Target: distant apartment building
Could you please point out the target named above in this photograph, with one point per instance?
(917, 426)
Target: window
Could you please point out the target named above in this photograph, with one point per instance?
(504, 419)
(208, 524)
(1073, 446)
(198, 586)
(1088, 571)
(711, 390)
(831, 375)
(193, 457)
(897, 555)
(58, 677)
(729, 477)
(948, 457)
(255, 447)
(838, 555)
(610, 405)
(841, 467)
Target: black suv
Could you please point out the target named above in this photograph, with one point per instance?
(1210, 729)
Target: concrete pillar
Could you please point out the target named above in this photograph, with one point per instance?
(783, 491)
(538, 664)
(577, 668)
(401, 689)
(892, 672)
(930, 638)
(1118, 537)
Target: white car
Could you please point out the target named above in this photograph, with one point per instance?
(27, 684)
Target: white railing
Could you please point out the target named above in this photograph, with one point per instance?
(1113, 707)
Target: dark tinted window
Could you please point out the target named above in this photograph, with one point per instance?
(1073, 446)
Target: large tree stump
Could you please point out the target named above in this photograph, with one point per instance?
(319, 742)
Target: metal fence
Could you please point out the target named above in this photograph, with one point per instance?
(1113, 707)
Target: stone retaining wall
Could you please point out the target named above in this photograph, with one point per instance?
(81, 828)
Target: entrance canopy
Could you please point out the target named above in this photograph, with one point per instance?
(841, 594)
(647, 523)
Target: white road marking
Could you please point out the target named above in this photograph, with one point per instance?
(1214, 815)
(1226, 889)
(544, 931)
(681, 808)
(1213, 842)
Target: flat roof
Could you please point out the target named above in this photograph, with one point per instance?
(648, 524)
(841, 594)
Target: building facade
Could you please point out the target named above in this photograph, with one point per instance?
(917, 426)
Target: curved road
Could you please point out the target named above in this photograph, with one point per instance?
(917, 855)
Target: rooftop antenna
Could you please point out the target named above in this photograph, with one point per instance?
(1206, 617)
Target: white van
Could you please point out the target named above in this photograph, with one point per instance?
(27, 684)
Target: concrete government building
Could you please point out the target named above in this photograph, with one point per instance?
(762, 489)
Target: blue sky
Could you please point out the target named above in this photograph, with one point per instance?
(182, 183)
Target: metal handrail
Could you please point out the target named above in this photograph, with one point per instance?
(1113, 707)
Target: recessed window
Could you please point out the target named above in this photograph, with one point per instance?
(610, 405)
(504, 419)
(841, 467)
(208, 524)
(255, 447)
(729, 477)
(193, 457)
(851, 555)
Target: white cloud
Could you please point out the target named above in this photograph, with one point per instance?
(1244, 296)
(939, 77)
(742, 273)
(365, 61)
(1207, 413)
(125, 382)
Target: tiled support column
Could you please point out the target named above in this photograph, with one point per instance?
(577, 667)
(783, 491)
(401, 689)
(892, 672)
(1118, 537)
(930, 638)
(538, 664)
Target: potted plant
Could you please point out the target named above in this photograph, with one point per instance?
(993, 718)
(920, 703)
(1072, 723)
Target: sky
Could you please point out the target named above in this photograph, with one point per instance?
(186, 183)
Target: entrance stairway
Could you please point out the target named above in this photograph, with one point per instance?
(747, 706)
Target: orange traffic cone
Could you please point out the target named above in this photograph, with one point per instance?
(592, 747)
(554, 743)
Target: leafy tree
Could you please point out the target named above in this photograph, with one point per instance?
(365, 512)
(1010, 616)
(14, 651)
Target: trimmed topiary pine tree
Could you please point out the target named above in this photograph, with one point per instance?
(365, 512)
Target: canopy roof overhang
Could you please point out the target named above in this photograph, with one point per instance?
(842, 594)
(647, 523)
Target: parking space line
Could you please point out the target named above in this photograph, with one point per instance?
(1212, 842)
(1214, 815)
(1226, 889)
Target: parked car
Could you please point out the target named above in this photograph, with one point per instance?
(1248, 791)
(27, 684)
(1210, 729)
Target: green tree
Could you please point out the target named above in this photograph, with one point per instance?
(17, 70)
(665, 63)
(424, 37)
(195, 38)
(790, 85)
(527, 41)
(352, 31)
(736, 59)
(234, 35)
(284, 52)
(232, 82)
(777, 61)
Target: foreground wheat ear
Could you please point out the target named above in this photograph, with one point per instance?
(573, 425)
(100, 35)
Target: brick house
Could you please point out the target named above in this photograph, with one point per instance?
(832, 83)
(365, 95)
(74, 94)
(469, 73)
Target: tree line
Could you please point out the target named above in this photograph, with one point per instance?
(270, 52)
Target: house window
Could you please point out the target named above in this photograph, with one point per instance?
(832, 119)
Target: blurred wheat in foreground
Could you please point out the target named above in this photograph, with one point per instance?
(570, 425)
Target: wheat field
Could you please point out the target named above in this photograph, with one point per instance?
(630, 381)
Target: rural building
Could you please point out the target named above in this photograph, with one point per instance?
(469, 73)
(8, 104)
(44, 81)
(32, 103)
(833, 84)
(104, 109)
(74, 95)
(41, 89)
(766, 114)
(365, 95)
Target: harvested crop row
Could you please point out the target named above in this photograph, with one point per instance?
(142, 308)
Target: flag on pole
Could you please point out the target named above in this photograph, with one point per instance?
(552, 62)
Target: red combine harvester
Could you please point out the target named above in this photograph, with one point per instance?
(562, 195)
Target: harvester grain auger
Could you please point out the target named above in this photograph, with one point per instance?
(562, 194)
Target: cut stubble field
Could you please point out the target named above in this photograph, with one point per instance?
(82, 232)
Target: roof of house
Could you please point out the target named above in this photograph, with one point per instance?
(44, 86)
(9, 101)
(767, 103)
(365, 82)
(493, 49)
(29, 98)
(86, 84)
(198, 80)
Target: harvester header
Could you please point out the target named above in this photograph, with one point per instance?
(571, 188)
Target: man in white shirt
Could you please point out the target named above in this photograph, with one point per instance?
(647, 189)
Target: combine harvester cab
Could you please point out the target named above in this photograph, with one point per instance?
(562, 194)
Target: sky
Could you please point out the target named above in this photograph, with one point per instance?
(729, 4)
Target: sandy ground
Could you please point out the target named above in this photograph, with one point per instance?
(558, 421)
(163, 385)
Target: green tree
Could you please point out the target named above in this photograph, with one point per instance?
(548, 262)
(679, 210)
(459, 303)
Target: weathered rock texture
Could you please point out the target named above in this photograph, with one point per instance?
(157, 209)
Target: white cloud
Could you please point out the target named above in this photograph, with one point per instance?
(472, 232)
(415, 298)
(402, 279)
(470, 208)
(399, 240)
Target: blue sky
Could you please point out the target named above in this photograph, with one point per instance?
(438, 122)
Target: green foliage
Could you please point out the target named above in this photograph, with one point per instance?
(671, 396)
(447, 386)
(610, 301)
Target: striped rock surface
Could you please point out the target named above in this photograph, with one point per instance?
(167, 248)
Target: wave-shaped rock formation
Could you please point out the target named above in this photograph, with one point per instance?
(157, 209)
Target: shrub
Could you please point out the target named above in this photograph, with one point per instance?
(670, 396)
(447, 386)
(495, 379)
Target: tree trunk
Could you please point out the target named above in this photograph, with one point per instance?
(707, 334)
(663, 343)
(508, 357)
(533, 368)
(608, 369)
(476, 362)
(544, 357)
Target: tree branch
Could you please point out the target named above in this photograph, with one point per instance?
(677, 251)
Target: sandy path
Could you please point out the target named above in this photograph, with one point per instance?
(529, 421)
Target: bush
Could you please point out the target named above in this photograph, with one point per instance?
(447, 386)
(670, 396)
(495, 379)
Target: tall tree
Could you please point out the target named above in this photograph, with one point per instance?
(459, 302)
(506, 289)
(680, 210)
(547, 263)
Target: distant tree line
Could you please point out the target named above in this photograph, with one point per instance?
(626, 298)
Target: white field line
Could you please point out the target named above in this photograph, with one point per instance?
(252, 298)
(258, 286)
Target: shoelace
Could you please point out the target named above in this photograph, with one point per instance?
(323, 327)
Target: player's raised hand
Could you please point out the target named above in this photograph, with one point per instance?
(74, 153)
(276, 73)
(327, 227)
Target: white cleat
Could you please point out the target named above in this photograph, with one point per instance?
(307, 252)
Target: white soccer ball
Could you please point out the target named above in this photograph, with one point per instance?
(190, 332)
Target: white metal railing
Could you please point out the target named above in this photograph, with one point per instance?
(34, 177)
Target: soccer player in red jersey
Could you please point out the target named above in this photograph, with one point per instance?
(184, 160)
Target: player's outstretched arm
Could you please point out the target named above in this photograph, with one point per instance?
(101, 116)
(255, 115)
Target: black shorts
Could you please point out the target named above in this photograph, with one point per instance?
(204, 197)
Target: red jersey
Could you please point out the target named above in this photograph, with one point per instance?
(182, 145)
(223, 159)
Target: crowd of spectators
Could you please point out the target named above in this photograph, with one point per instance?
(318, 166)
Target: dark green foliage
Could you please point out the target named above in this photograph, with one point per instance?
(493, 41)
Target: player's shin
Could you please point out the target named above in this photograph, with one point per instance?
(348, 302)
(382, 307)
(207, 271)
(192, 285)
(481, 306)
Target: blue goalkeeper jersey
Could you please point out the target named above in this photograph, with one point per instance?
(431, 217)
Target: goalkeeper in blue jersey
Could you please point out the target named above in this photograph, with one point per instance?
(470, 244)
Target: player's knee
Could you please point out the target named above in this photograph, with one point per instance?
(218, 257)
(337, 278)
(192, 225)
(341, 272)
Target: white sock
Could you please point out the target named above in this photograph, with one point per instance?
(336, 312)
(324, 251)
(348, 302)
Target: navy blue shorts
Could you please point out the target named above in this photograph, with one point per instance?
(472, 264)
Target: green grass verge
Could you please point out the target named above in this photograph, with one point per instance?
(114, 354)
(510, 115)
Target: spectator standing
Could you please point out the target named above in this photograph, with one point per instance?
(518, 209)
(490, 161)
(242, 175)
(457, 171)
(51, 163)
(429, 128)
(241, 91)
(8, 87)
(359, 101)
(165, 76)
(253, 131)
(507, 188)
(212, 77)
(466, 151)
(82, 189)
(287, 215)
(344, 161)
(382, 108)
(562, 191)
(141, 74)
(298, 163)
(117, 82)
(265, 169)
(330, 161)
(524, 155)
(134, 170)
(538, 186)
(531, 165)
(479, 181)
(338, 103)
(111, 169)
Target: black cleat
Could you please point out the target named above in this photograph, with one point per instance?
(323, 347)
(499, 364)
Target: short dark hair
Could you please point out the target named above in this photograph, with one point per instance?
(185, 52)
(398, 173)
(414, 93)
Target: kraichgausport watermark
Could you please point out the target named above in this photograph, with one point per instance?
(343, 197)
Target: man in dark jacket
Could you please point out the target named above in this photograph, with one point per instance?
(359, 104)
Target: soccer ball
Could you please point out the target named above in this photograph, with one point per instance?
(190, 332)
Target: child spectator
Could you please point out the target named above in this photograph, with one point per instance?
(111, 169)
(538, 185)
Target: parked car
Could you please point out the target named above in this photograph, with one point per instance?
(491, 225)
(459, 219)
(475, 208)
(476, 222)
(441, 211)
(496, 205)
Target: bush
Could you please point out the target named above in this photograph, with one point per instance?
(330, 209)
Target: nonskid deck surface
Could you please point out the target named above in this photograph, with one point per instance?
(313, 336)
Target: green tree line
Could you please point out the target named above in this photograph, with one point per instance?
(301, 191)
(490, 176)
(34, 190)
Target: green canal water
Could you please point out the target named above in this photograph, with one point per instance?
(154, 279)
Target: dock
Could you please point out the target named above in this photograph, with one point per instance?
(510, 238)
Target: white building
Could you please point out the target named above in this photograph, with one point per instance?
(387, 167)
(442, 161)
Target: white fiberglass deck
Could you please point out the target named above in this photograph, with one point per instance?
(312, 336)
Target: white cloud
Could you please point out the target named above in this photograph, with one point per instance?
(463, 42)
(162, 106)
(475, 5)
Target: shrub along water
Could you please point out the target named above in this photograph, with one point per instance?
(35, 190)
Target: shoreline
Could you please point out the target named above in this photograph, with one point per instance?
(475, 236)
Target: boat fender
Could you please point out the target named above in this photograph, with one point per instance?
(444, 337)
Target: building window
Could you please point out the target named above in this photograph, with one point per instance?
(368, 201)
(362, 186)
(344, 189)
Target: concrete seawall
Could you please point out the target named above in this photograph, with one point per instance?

☆ ☆ ☆

Do this:
The answer consists only of the lines from the one containing "Target: dock" to the end of the records, each written out exactly.

Response:
Target: dock
Could you please point out the target named above in this photograph, with one point per instance?
(510, 238)
Target: white building
Could you please point out the target named above in this photograph, with one point per instance?
(387, 167)
(442, 161)
Target: white fiberglass deck
Could you please point out the target named above in this photograph, with one point per instance?
(312, 336)
Target: white cloud
Could you please point out the target named above in this photograph, with one point per instance?
(463, 42)
(162, 106)
(475, 5)
Target: shrub along water
Could you please point out the target named above in this photograph, with one point per instance?
(35, 190)
Target: shoreline
Could you please point out the target named above in this photograph, with one point per instance?
(475, 236)
Target: boat fender
Could you please point out the target named above in this photograph, with one point per instance?
(444, 337)
Target: building window
Could you please point out the target named above in this photograph, with one point per instance?
(368, 201)
(362, 186)
(344, 189)
Target: concrete seawall
Could you please point out the target named above in this photograph, with one point per instance?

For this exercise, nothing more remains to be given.